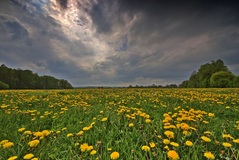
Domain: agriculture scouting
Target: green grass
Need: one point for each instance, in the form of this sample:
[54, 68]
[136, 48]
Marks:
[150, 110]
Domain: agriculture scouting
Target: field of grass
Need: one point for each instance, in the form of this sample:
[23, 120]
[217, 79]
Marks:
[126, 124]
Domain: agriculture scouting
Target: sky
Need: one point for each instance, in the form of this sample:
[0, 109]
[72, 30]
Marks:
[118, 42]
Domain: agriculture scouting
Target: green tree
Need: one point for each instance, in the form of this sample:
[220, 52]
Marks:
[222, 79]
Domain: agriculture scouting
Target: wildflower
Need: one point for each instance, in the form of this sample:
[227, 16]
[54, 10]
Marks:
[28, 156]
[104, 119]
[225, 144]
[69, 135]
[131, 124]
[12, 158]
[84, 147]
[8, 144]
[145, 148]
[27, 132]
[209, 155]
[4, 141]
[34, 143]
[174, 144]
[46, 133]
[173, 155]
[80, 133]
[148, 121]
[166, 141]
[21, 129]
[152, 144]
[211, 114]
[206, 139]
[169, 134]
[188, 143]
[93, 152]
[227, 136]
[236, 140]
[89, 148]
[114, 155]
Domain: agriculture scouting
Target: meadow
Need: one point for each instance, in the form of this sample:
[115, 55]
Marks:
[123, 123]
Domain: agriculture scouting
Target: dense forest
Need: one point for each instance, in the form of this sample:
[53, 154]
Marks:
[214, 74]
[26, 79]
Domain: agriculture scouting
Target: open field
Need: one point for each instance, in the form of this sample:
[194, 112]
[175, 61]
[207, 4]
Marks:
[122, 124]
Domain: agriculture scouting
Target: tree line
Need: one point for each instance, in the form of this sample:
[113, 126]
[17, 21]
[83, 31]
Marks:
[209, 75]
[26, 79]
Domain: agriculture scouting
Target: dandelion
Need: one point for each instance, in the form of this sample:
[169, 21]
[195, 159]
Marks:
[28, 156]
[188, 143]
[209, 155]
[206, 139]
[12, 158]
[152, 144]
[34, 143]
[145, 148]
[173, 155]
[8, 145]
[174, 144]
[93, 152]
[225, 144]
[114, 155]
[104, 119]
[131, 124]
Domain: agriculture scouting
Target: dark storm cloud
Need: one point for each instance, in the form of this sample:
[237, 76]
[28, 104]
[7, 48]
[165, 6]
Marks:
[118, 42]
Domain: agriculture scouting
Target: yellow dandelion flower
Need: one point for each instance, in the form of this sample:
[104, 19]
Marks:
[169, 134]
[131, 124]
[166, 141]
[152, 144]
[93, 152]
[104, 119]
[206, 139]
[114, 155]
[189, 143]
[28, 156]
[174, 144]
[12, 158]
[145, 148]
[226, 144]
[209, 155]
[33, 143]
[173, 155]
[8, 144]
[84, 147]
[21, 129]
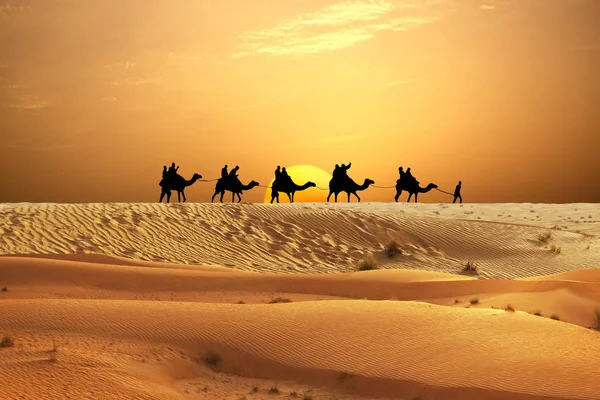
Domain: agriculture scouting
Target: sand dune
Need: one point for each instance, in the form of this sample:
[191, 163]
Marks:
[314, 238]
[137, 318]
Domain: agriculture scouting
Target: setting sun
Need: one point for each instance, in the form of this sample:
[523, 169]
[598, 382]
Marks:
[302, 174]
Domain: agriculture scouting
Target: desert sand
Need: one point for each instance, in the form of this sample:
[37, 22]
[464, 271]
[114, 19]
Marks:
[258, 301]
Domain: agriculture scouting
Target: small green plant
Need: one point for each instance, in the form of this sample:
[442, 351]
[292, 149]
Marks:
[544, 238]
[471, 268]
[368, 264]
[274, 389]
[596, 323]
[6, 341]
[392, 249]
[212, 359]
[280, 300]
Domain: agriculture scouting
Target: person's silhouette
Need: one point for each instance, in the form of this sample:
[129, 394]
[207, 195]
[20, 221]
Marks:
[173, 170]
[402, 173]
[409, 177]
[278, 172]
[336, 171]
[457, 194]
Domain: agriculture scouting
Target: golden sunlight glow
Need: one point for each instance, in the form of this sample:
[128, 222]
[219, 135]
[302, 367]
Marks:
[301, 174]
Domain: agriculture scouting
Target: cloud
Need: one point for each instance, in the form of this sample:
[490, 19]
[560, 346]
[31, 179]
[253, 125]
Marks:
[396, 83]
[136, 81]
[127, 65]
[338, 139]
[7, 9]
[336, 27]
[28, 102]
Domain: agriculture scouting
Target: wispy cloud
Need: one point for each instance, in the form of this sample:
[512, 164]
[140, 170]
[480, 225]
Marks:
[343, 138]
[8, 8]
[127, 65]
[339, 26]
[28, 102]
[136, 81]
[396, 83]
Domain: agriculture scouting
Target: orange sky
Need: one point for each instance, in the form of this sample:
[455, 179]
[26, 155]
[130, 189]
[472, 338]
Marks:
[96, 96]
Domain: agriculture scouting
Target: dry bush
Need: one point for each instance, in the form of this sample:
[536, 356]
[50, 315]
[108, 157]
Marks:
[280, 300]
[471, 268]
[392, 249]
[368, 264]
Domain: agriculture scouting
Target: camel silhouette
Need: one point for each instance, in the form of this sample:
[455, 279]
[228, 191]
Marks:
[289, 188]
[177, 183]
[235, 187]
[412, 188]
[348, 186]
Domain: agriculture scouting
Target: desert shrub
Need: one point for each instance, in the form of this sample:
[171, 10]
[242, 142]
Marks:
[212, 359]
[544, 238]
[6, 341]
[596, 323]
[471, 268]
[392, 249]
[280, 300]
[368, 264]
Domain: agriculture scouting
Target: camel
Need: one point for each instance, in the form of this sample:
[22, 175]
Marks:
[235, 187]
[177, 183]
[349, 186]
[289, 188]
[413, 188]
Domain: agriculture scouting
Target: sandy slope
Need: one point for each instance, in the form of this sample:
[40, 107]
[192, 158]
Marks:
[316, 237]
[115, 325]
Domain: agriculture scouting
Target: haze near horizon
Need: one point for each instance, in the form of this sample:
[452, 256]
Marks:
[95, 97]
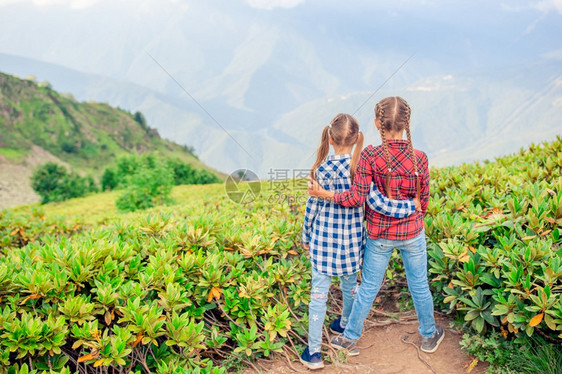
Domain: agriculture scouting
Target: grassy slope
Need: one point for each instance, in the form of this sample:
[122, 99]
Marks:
########
** THE EXERCISE **
Every record above should be written out again without change, except that the pictures are left out.

** RESPONSE BELOW **
Domain: agriculture scouting
Target: green grass
Need: one point for each instance, in the form of this sample:
[54, 68]
[136, 48]
Marks:
[150, 110]
Domain: agriculture scouting
Target: field of grass
Need: one point for each instance, in the form of this sample:
[23, 120]
[217, 79]
Marks:
[126, 124]
Domain: agriculture scouting
Target: sky
Need: one point for each instance, in the form of this sample:
[0, 109]
[72, 30]
Marks:
[118, 42]
Domain: agriculture scouting
Target: green tree
Need: one point for each instance, in the form of this sample:
[220, 52]
Marks:
[222, 79]
Domain: agriculture scouting
Target: wildflower
Need: one point for each instance, in the form of this sample:
[227, 16]
[54, 10]
Marks:
[28, 156]
[104, 119]
[225, 144]
[69, 135]
[131, 124]
[12, 158]
[84, 147]
[8, 144]
[145, 148]
[27, 132]
[209, 155]
[4, 141]
[34, 143]
[174, 144]
[46, 133]
[173, 155]
[80, 133]
[148, 121]
[166, 141]
[21, 129]
[152, 144]
[211, 114]
[206, 139]
[169, 134]
[188, 143]
[93, 152]
[227, 136]
[236, 140]
[89, 148]
[114, 155]
Domain: agriculture scouting
Target: meadow
Need: one point for each instance, in the form of this sample:
[115, 55]
Marks:
[123, 123]
Domain: agriculture scouting
Target: dense forest
Need: one point for each instance, in the form of this sample:
[53, 154]
Marks:
[214, 74]
[26, 79]
Domain: agriculture scouting
Target: open field
Need: one point for each instance, in the form of this sample:
[194, 112]
[175, 61]
[207, 4]
Marks:
[122, 124]
Domain: agriculture scouting
Target: tree line
Need: one point for each instance, in the form of this sample:
[113, 126]
[17, 21]
[83, 31]
Marks:
[209, 75]
[26, 79]
Domain: agriculture scouting
Target: dandelion
Need: one point for each instance, in the form of this sample:
[169, 21]
[195, 159]
Marks:
[28, 156]
[188, 143]
[209, 155]
[206, 139]
[12, 158]
[152, 144]
[34, 143]
[145, 148]
[173, 155]
[8, 145]
[174, 144]
[93, 152]
[225, 144]
[114, 155]
[104, 119]
[131, 124]
Domain: agriculture scouting
Target: dark storm cloud
Need: one point for each instance, in the form of this sample:
[237, 76]
[28, 104]
[7, 48]
[165, 6]
Marks:
[118, 42]
Domain: agriculture scouting
Target: yellow dandelion flower
Need: one point for each instance, in the form of this sample:
[104, 19]
Marks:
[169, 134]
[131, 124]
[166, 141]
[152, 144]
[93, 152]
[104, 119]
[206, 139]
[114, 155]
[189, 143]
[28, 156]
[174, 144]
[12, 158]
[145, 148]
[226, 144]
[209, 155]
[33, 143]
[173, 155]
[8, 144]
[84, 147]
[21, 129]
Domain: agriculture scouting
Target: sand dune
Need: one point for each instance, in the form of this sample:
[191, 163]
Marks:
[314, 238]
[137, 318]
Domain: agriculture scouting
Target: setting sun
Need: one point for each instance, in the form of this sample:
[523, 169]
[598, 382]
Marks:
[302, 174]
Domain: agriculture scouting
Target: desert sand
Need: one point for each instance, in the form of this sample:
[37, 22]
[464, 271]
[114, 19]
Marks:
[258, 301]
Domain: agriculture scouting
Target: small green plant
Need: one point for each instance, in the form of this sample:
[442, 351]
[292, 149]
Marks:
[544, 238]
[471, 268]
[368, 264]
[274, 389]
[596, 323]
[6, 341]
[392, 249]
[212, 359]
[280, 300]
Domain: agriculture scouting
Target: person's silhouette
Need: one point for each instance, in the form of this sample:
[129, 394]
[207, 195]
[20, 221]
Marks:
[173, 170]
[402, 173]
[409, 177]
[278, 172]
[336, 171]
[457, 194]
Domain: agriculture scouting
Target: golden sunlight glow
Need: one point for each instance, in the form of this sample:
[128, 222]
[219, 135]
[302, 367]
Marks:
[301, 174]
Domain: agriculture scouting
Target: cloud
Need: one point for each instance, in the form of this sample:
[490, 19]
[560, 346]
[31, 179]
[253, 125]
Marks:
[396, 83]
[136, 81]
[127, 65]
[338, 139]
[7, 9]
[336, 27]
[28, 102]
Domain: agriculture scouting
Target: wispy cloud
Need: one point for each instance, in the form of this sample:
[512, 164]
[140, 170]
[480, 225]
Marks:
[343, 138]
[8, 8]
[127, 65]
[339, 26]
[28, 102]
[136, 81]
[396, 83]
Domain: agriculture scouting
Target: orange sky
Need: one point for each instance, in the form of this sample:
[455, 179]
[26, 155]
[130, 189]
[472, 338]
Marks:
[96, 96]
Domain: agriculture scouting
Target: dry bush
Need: one point for each instance, in the form of this sample:
[536, 356]
[50, 315]
[108, 157]
Marks:
[280, 300]
[471, 268]
[392, 249]
[368, 264]
Domain: agriculture scouting
Target: camel silhouette
Need: one point for each instance, in the form of this sample:
[455, 279]
[228, 191]
Marks:
[289, 188]
[177, 183]
[235, 187]
[412, 188]
[348, 186]
Domain: agriculture scouting
Target: desert shrub
Need: one point for each instance, in the form of this sample:
[171, 10]
[242, 142]
Marks:
[212, 359]
[544, 238]
[6, 341]
[596, 323]
[471, 268]
[392, 249]
[280, 300]
[368, 264]
Domain: agriculture scouting
Target: camel
Need: one point for each instance, in the form of this sample:
[22, 175]
Marks:
[235, 187]
[177, 183]
[349, 186]
[289, 188]
[413, 188]
Domain: agriculture scouting
Target: sandy slope
Need: one point for each instance, in the form of this sample:
[40, 107]
[192, 158]
Marks:
[316, 237]
[115, 325]
Domain: agriculture scouting
Target: haze near horizon
Need: one point for each instance, in the form of this sample:
[452, 256]
Marks:
[95, 97]
Domain: agriculture scouting
Target: grassy slope
Need: one point for each instance, in the form of this sample:
[122, 99]
Marks:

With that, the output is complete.